INPUT FOR THIS TASK:
- Opening Delimiter -

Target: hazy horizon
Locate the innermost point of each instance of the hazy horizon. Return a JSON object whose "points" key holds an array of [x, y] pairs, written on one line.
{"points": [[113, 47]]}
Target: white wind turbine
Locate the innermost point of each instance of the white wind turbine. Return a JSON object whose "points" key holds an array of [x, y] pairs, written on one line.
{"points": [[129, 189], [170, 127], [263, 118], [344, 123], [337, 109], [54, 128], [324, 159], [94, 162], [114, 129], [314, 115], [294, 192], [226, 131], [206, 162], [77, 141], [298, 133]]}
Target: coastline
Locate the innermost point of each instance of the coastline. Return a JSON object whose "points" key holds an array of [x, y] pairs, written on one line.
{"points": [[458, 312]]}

- Closing Delimiter -
- Opening Delimiter -

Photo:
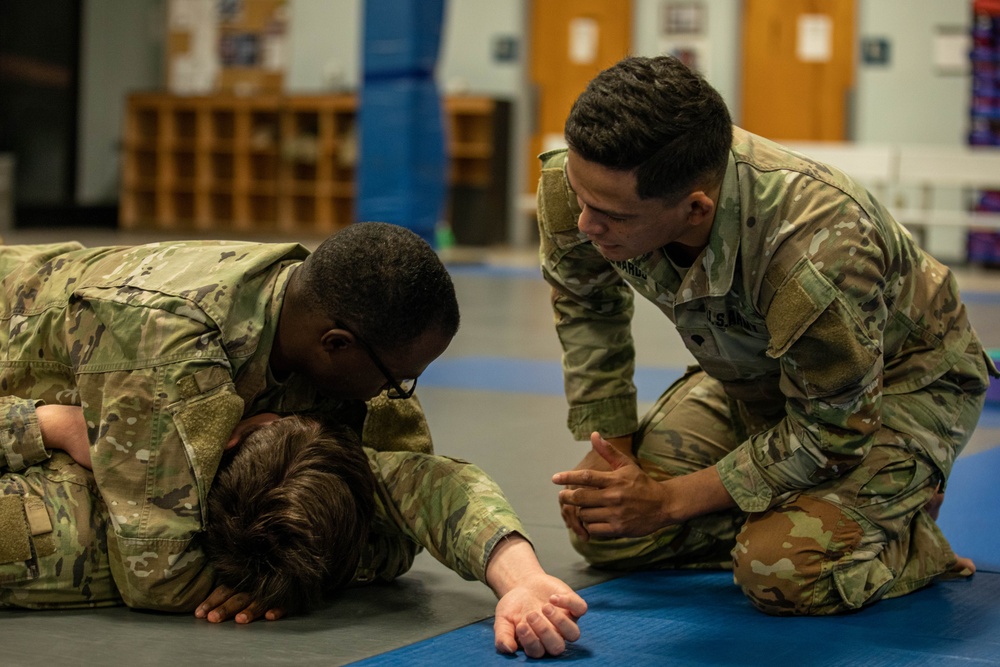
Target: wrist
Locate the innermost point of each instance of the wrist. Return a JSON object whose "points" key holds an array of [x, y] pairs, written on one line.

- Closing Delimiter -
- Opening Delimiter -

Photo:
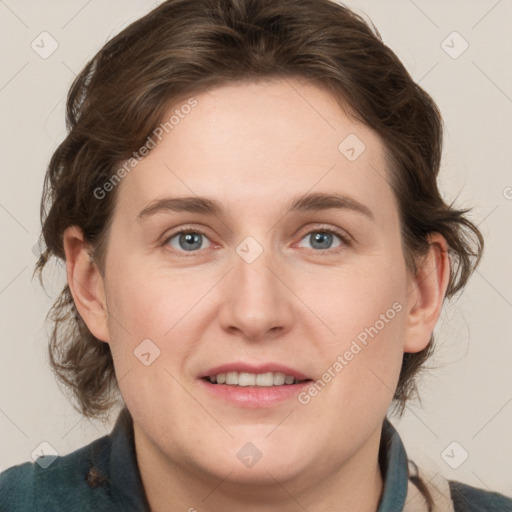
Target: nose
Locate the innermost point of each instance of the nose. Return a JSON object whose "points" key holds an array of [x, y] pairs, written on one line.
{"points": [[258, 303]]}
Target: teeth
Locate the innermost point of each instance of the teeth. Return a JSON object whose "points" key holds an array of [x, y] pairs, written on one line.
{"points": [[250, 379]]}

- Closing Delimiter -

EXERCISE DESCRIPTION: The expected output is each line of the records above that includes the word "Target".

SOLUTION TO THIS PROBLEM:
Target: hazy horizon
Target: white wind turbine
Target: coastline
Target: wrist
Target: nose
Target: teeth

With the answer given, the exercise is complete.